EXERCISE GOAL
Repeat the records below exactly.

--- DATA TO USE ---

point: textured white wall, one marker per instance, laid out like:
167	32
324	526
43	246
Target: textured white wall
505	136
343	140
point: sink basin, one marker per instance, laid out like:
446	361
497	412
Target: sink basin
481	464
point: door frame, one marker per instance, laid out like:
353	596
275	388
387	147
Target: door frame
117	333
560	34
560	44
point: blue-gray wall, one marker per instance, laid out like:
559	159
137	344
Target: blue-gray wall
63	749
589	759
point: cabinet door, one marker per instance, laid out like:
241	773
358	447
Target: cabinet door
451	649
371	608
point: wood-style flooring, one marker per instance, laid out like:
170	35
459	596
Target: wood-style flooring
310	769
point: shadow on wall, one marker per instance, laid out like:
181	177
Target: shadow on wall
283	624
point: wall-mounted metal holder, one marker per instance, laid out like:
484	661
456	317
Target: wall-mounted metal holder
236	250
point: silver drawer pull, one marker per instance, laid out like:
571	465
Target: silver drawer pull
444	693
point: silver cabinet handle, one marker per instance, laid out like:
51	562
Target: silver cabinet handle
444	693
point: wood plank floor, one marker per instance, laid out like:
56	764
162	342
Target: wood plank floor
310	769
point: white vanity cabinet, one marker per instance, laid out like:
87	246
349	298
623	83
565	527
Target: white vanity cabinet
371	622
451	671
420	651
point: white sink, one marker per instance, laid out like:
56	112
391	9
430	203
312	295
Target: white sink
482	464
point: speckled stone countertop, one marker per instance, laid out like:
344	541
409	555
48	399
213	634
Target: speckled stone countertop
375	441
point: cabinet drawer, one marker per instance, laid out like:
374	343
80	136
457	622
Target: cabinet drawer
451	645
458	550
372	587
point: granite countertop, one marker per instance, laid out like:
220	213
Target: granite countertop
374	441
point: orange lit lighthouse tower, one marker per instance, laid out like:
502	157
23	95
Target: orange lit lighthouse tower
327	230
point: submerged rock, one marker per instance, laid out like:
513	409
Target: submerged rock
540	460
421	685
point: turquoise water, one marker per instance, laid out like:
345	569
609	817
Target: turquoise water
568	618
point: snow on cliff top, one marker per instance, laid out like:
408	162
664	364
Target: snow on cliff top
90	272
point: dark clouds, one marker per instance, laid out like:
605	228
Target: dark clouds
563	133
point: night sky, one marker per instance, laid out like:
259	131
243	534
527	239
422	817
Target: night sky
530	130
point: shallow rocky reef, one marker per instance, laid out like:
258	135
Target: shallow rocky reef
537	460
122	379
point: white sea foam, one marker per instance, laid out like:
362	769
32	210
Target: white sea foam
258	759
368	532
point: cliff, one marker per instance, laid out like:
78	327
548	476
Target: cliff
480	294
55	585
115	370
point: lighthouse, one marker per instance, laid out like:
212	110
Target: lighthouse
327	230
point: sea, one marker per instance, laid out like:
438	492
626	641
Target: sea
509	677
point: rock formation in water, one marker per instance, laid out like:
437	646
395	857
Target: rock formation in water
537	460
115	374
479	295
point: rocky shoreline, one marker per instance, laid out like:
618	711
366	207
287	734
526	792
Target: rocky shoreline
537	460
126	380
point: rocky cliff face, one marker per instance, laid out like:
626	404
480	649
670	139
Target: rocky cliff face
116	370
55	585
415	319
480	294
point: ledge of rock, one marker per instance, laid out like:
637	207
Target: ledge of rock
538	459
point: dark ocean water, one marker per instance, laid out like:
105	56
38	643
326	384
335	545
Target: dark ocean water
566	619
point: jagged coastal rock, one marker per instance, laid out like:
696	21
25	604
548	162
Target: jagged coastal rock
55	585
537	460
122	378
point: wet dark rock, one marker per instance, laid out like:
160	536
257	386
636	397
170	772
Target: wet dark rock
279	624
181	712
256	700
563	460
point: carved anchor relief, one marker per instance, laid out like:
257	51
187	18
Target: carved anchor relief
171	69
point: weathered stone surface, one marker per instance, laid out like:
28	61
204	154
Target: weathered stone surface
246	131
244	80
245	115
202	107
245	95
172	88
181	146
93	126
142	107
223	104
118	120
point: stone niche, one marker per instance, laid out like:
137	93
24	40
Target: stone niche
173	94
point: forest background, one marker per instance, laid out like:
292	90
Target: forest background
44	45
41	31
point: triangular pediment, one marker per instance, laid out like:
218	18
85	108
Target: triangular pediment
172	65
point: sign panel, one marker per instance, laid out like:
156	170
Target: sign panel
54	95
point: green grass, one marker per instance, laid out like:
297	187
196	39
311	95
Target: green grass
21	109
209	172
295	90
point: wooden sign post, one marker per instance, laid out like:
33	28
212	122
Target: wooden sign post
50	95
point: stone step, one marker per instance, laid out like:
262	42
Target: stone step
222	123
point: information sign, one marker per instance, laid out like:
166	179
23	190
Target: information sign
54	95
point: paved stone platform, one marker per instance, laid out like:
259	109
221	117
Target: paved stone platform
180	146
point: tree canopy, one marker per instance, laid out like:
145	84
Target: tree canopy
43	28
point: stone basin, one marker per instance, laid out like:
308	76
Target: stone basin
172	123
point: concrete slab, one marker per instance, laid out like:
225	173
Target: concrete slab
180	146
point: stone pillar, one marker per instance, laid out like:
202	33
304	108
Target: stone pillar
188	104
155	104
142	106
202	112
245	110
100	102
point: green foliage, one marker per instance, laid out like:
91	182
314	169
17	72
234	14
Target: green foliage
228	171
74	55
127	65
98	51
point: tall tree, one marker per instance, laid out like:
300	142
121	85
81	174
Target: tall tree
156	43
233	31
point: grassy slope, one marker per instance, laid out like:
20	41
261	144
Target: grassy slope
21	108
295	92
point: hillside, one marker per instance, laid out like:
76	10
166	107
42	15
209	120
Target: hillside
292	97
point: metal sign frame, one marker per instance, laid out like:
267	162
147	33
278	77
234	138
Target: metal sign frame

---

ANSWER TO THE EXERCISE
point: textured white wall, one marker per instance, laid out like:
167	32
324	526
43	246
Target: textured white wall
505	136
343	140
point: sink basin, one marker per instance, laid out like:
446	361
497	412
Target: sink basin
481	464
point: door frame, one marker per instance, laid out like:
353	596
275	388
387	147
Target: door frame
117	333
560	34
560	44
point: blue-gray wall, one marker per instance, laid out like:
559	159
137	344
Target: blue-gray wall
63	749
589	759
point: cabinet door, one marker per instance, laid out like:
241	773
358	447
Target: cabinet door
451	649
371	608
point: wood-style flooring, one marker per instance, laid out like:
170	35
459	596
Target: wood-style flooring
310	769
point: shadow on wall, one marker per instance, laid out like:
181	177
Target: shadow on wall
283	624
point: wall-mounted metal holder, one marker per instance, laid out like:
484	661
456	317
Target: wall-mounted metal holder
236	250
point: silver drawer pull, one marker per instance, laid out like:
571	465
Target: silver drawer pull
444	693
point: silver cabinet handle, one marker per instance, laid out like:
51	562
Target: silver cabinet handle
444	693
point: wood plank floor, one marker per instance, laid out like:
56	764
162	342
Target: wood plank floor
310	769
point: white vanity cabinet, one marker per instance, laid out like:
87	246
349	298
623	83
565	527
Target: white vanity cabinet
371	622
451	671
420	651
point: white sink, one marker per instance, laid out like:
56	112
391	9
430	203
312	295
Target: white sink
482	464
point: speckled stone countertop, one marker per instance, laid out like:
344	541
409	555
48	399
213	634
Target: speckled stone countertop
375	441
point: cabinet drawer, one marker per instance, laid out like:
374	343
80	136
457	622
Target: cabinet drawer
451	645
458	550
372	587
point: granite countertop, one marker per instance, laid out like:
220	213
Target: granite countertop
374	441
point: orange lit lighthouse tower, one marker per instance, laid out like:
502	157
23	95
Target: orange lit lighthouse tower
327	230
point: submerged rock, one marker per instance, laid out like:
513	409
Target: submerged rock
540	460
421	685
point: turquoise water, one marker per instance, laid out like:
345	569
609	817
Target: turquoise water
568	618
point: snow on cliff top, one marker per instance, laid out like:
408	162
664	364
Target: snow on cliff top
90	272
point: dark clouds, one marker per instance, laid out like:
605	228
Target: dark clouds
563	133
point: night sky, one marker per instance, laid out like:
259	131
243	534
527	239
422	817
Target: night sky
530	130
point: shallow rocky reef, one marker per instance, laid out like:
258	135
Target: shallow rocky reef
537	460
122	379
point: white sea foam, one marker per instance, laid out like:
362	769
32	210
Target: white sea foam
258	759
368	532
point: cliff, one marker per instance, laid out like:
78	327
548	476
Target: cliff
480	294
55	585
115	370
point: lighthouse, one marker per instance, laid out like:
212	110
Target: lighthouse
327	230
point: sea, one marker per instance, laid out like:
438	492
626	641
Target: sea
509	677
point: rock formation in water, one marker per instance, laid out like:
437	646
395	857
Target: rock formation in water
537	460
115	374
479	295
point: rocky shoreline, one marker per instance, laid out like:
618	711
366	207
287	734
526	792
Target: rocky shoreline
537	460
126	380
point: rocky cliff face, one marker per instance, laid out like:
626	404
480	649
670	139
Target: rocky cliff face
116	370
55	585
415	319
480	294
point: ledge of rock, one marker per instance, laid out like:
637	207
Target: ledge of rock
538	459
point: dark ocean water, one marker per instance, laid out like:
105	56
38	643
326	384
335	545
Target: dark ocean water
566	619
point: jagged coastal rock, one marker per instance, laid out like:
696	21
25	604
548	162
Target: jagged coastal rock
55	585
537	460
122	378
point: wet dark rock, one marker per instance, laid out like:
160	536
257	386
636	397
170	772
Target: wet dark rock
279	624
181	712
256	700
563	460
point: carved anchor relief, one marker per instance, laid out like:
257	51
187	18
Target: carved anchor relief
171	69
point: weathered stone surface, one marker per instance, laid out like:
28	61
204	154
Target: weathered stone surface
246	131
244	80
245	115
202	107
245	95
172	88
181	146
93	126
142	107
223	104
118	120
point: stone niche, one marker per instance, laid out like:
137	93
24	40
Target: stone niche
173	94
point: forest background, one marker per instance, laid out like:
292	90
Target: forest background
44	45
41	31
point: triangular pediment, one marker per instance, laid out like:
218	18
85	108
Target: triangular pediment
172	65
point: sign panel, one marker per instance, laid out like:
156	170
Target: sign panel
54	95
point: green grass, one marker per instance, laid out like:
297	187
196	39
311	95
Target: green grass
21	109
209	172
295	90
point: wooden sign post, one marker per instance, laid out like:
33	28
212	122
Target: wooden sign post
50	95
point: stone step, one marker per instance, laid out like:
262	42
Target: stone step
222	123
point: information sign, one marker per instance, laid out like:
166	179
23	190
Target: information sign
54	95
point: paved stone platform, one marker per instance, laid out like:
259	109
221	117
Target: paved stone platform
180	146
point: tree canopy, one marker per instance, laid out like:
145	84
Target: tree canopy
43	28
point: stone basin, one marker per instance, laid out like:
308	76
Target: stone basin
172	123
point: concrete slab, one marker per instance, laid out like:
225	173
Target: concrete slab
180	146
point: stone pillar, one marker per instance, laid out like:
202	33
304	108
Target: stone pillar
188	104
155	104
142	106
202	112
245	110
100	102
point: green foliage, one marker per instance, laid out like:
91	182
314	169
17	72
234	14
Target: green foliage
228	171
74	55
127	65
98	51
point: tall tree, one marker per instance, laid out like:
300	142
121	85
81	174
Target: tall tree
156	43
233	31
point: grassy slope, one marker per instance, laid out like:
20	41
261	144
Target: grassy slope
21	108
295	92
point: hillside, one marker per instance, laid out like:
76	10
166	107
42	15
209	120
Target: hillside
292	97
point: metal sign frame, one marker per instance, laid out like:
267	162
147	33
278	77
234	138
Target: metal sign frame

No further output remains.